▶ [EXERCISE DETAILS]
Every entry in the listing is to be reproduced exactly.

▶ [DATA RECORDS]

****************************************

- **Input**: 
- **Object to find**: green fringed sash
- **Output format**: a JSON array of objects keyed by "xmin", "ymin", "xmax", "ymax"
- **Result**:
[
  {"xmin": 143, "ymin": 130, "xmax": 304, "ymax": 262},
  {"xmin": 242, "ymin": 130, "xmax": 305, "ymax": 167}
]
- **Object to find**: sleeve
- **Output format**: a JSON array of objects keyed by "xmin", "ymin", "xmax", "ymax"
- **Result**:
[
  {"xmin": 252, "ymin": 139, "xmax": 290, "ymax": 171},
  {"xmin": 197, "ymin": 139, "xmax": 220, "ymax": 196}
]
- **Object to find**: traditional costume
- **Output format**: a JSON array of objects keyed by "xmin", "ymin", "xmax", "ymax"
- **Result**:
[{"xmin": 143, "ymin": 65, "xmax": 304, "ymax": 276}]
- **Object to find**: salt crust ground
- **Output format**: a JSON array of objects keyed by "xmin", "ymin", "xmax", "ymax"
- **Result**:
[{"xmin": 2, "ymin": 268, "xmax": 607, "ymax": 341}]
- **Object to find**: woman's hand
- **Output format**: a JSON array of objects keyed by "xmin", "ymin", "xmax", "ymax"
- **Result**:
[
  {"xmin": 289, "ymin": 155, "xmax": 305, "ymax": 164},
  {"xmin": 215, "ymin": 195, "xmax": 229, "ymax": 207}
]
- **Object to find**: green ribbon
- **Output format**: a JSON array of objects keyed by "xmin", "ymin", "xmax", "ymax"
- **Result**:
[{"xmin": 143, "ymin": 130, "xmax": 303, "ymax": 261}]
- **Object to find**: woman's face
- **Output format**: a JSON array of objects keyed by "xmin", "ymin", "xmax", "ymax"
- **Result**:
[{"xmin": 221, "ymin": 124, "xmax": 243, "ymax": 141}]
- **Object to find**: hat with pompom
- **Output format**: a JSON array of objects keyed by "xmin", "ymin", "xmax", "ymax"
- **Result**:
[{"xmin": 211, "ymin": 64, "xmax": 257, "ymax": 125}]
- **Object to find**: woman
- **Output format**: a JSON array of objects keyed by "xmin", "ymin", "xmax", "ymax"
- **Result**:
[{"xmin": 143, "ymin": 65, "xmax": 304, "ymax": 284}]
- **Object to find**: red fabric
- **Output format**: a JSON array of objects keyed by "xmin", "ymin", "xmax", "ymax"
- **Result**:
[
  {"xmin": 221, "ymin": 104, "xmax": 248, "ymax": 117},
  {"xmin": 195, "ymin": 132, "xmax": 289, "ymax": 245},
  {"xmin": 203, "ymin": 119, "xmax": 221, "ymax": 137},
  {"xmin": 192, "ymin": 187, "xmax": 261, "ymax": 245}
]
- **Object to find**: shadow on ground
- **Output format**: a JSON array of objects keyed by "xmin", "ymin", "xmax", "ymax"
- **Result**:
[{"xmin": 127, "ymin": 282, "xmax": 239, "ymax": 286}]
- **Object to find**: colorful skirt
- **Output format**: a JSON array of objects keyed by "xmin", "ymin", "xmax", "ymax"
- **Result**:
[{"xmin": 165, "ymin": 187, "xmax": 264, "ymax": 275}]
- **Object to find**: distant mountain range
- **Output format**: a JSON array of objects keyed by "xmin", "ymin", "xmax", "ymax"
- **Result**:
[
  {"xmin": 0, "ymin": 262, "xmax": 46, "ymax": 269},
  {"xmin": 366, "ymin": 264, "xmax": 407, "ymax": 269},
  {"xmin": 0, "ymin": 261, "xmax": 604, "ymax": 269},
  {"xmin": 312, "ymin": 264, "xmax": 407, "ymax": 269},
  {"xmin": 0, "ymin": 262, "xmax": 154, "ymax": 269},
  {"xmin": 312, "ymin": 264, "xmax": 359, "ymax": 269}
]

****************************************

▶ [EXERCISE RESULT]
- **Input**: 
- **Object to find**: green fringed sash
- **Output format**: a JSON array of objects keyed by "xmin", "ymin", "xmax", "ymax"
- **Result**:
[
  {"xmin": 143, "ymin": 130, "xmax": 304, "ymax": 262},
  {"xmin": 242, "ymin": 130, "xmax": 305, "ymax": 167}
]
- **Object to find**: sleeve
- **Output format**: a JSON array of objects keyed by "xmin", "ymin", "xmax", "ymax"
- **Result**:
[
  {"xmin": 252, "ymin": 139, "xmax": 290, "ymax": 171},
  {"xmin": 197, "ymin": 139, "xmax": 220, "ymax": 196}
]
- **Object to find**: traditional costume
- **Output format**: a JSON array of objects keyed by "xmin", "ymin", "xmax", "ymax"
- **Result**:
[{"xmin": 143, "ymin": 65, "xmax": 304, "ymax": 276}]
- **Object to find**: salt crust ground
- **Output format**: a JSON array of objects keyed by "xmin", "ymin", "xmax", "ymax"
- **Result**:
[{"xmin": 2, "ymin": 268, "xmax": 607, "ymax": 341}]
- **Object to find**: woman's hand
- **Output format**: a JSON array of objects keyed by "xmin", "ymin", "xmax", "ymax"
- **Result**:
[
  {"xmin": 289, "ymin": 155, "xmax": 305, "ymax": 164},
  {"xmin": 215, "ymin": 195, "xmax": 229, "ymax": 207}
]
- **Object to find**: green ribbon
- **Output format**: a JSON array of objects keyed by "xmin", "ymin", "xmax", "ymax"
- **Result**:
[{"xmin": 143, "ymin": 130, "xmax": 303, "ymax": 261}]
- **Object to find**: woman's face
- **Output format**: a JSON array of objects keyed by "xmin", "ymin", "xmax", "ymax"
- **Result**:
[{"xmin": 221, "ymin": 124, "xmax": 243, "ymax": 141}]
- **Object to find**: hat with pompom
- **Output format**: a JSON array of objects keyed by "xmin", "ymin", "xmax", "ymax"
- **Result**:
[{"xmin": 211, "ymin": 64, "xmax": 257, "ymax": 125}]
- **Object to find**: woman
- **Output format**: a JSON array of objects keyed by "xmin", "ymin", "xmax", "ymax"
- **Result**:
[{"xmin": 143, "ymin": 65, "xmax": 304, "ymax": 284}]
- **Object to find**: red fabric
- **Output format**: a JSON array of objects keyed by "xmin", "ymin", "xmax", "ymax"
- **Result**:
[
  {"xmin": 221, "ymin": 104, "xmax": 248, "ymax": 117},
  {"xmin": 195, "ymin": 132, "xmax": 289, "ymax": 245},
  {"xmin": 203, "ymin": 119, "xmax": 221, "ymax": 137},
  {"xmin": 192, "ymin": 187, "xmax": 261, "ymax": 245}
]
- **Object to find**: shadow on ground
- **Output format**: a JSON array of objects keyed by "xmin", "ymin", "xmax", "ymax"
- **Result**:
[{"xmin": 127, "ymin": 282, "xmax": 239, "ymax": 286}]
- **Object to find**: colorful skirt
- **Output format**: a JSON array of objects keyed by "xmin", "ymin", "xmax", "ymax"
- **Result**:
[{"xmin": 165, "ymin": 187, "xmax": 264, "ymax": 275}]
- **Object to find**: distant mountain range
- **Output format**: a JSON array of objects keyed by "xmin", "ymin", "xmax", "ymax"
- **Result**:
[
  {"xmin": 0, "ymin": 262, "xmax": 46, "ymax": 269},
  {"xmin": 366, "ymin": 264, "xmax": 407, "ymax": 269},
  {"xmin": 0, "ymin": 261, "xmax": 604, "ymax": 269},
  {"xmin": 312, "ymin": 264, "xmax": 407, "ymax": 269},
  {"xmin": 0, "ymin": 262, "xmax": 154, "ymax": 269},
  {"xmin": 312, "ymin": 264, "xmax": 359, "ymax": 269}
]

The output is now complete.